### ELENCO DEI COMPITI
1. Nel brano sulla Festa del teatro di San Miniato, in che anno si convertì al cattolicesimo Graham Greene?
2. Riscrivi come elenco il paragrafo del brano sulla Festa del teatro di San Miniato che comincia con «Il capanno degli attrezzi è, infatti», conservandone i fatti principali.
3. Prosegui il brano sulla Festa del teatro di San Miniato dal punto in cui si ferma.

Un Dio costretto al miracolo dalla grande forza della fede
Una grande «Festa del teatro» quest'anno a San Miniato. L'Istituto del dramma popolare ha celebrato la sua quarantunesima edizione con la messa in scena del Capanno degli attrezzi, dramma di intensa ed elevata spiritualità dello scrittore inglese Graham Greene. Convertitosi al cattolicesimo nel 1927 all'età di 23 anni, Greene è autore di alcuni tra i romanzi più popolari della narrativa contemporanea. Al teatro, nonostante una prima e precoce esperienza ad appena 16 anni, si accostò soltanto dopo un lungo itinerario narrativo.
Il capanno degli attrezzi è, infatti, la sua seconda opera teatrale e fu rappresentata per la prima volta a Broadway nel 1957. In Italia il dramma di Greene conta una sola realizzazione avvenuta piuttosto in sordina nel 1958 a Milano. L'edizione sanminiatese, pertanto, può essere a buon diritto considerata una novità.

### RECORD FORNITI
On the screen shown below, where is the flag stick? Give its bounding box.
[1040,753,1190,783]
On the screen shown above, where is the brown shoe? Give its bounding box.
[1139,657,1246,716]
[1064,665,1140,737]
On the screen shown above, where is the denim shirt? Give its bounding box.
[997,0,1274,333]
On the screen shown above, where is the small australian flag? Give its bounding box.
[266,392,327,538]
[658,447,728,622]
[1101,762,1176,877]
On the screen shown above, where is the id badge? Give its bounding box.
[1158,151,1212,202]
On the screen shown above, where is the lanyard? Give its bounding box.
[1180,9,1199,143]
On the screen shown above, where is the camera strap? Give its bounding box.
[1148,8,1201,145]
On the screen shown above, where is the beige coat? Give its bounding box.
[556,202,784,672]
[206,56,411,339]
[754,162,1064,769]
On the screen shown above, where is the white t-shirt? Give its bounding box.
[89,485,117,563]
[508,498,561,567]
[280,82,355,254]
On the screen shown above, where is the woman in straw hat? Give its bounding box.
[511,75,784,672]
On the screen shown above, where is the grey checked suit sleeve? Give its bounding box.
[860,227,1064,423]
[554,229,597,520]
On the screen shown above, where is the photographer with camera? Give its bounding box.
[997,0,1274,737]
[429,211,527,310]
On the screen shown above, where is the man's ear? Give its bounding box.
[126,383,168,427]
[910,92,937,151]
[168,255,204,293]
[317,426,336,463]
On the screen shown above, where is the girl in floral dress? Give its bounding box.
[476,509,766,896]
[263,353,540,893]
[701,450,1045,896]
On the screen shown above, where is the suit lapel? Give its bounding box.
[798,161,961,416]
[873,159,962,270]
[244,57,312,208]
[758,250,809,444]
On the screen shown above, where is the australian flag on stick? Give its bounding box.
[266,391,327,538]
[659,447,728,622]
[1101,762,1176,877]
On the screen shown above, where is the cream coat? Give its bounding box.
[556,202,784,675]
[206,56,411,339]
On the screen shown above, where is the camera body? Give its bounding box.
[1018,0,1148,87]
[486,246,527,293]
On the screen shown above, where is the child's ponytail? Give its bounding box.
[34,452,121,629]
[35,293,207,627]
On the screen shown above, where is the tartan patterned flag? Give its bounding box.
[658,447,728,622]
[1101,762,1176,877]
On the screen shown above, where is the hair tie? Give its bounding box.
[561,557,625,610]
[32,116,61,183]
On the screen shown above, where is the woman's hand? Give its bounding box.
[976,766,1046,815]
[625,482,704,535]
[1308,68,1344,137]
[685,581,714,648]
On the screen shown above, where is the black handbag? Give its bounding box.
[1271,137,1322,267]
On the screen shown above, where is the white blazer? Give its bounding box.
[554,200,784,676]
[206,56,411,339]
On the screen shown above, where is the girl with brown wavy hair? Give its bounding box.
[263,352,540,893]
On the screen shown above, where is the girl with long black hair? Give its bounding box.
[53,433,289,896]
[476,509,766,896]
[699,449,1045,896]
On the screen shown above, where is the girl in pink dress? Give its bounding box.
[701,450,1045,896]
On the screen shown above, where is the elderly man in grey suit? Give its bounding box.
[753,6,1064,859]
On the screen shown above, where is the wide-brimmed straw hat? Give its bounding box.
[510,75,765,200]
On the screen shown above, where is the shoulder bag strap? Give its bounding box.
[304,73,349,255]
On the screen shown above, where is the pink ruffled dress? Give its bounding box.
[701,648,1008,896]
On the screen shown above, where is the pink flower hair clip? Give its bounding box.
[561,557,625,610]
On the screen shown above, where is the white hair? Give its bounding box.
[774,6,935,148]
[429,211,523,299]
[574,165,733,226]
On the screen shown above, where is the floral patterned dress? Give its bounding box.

### RISULTATI DEI COMPITI
1. Nel 1927, all'età di 23 anni.

2.
- È la seconda opera teatrale di Greene.
- Fu rappresentata per la prima volta a Broadway nel 1957.
- In Italia ha avuto una sola realizzazione, passata piuttosto in sordina, a Milano nel 1958.
- Per questo l'edizione di San Miniato può essere considerata una novità.

3.
«Il testo di Greene - come ha scritto Marco Bongioanni direttore artistico dell'Istituto del dramma popolare - si basa sulla problematica della fede che nasce dall'evidenza di un miracolo». Al centro della vicenda, condotta con toni quasi da giallo, il mistero su quanto un giorno accadde nel capanno degli attrezzi da giardinaggio di casa Callifer. La lunga ricerca della verità, circa un atto di cui nessuno vuoi parlare, prende le mosse dal capezzale del vecchio Callifer. Mentre la famiglia è riunita intorno al moribondo capostipite, convinto materialista seguace di Darwin, compare improvvisamente il figlio minore James, adesso quarantenne, avvertito delle condizioni del padre dalla giovane nipote, nonostante il parere contrario degli altri parenti. James torna alla casa paterna da dove era fuggito anni addietro in preda ad incubi oscuri di cui non è mai riuscito a capire la natura. Adesso la madre Mary gli impedisce perfino di rivedere per l'ultima volta il vecchio padre. Turbato dall'atteggiamento dei parenti e dal proprio stato psicologico, James apprende dell'esistenza di un anziano zio prete alla cui vicenda umana è misteriosamente legata la propria.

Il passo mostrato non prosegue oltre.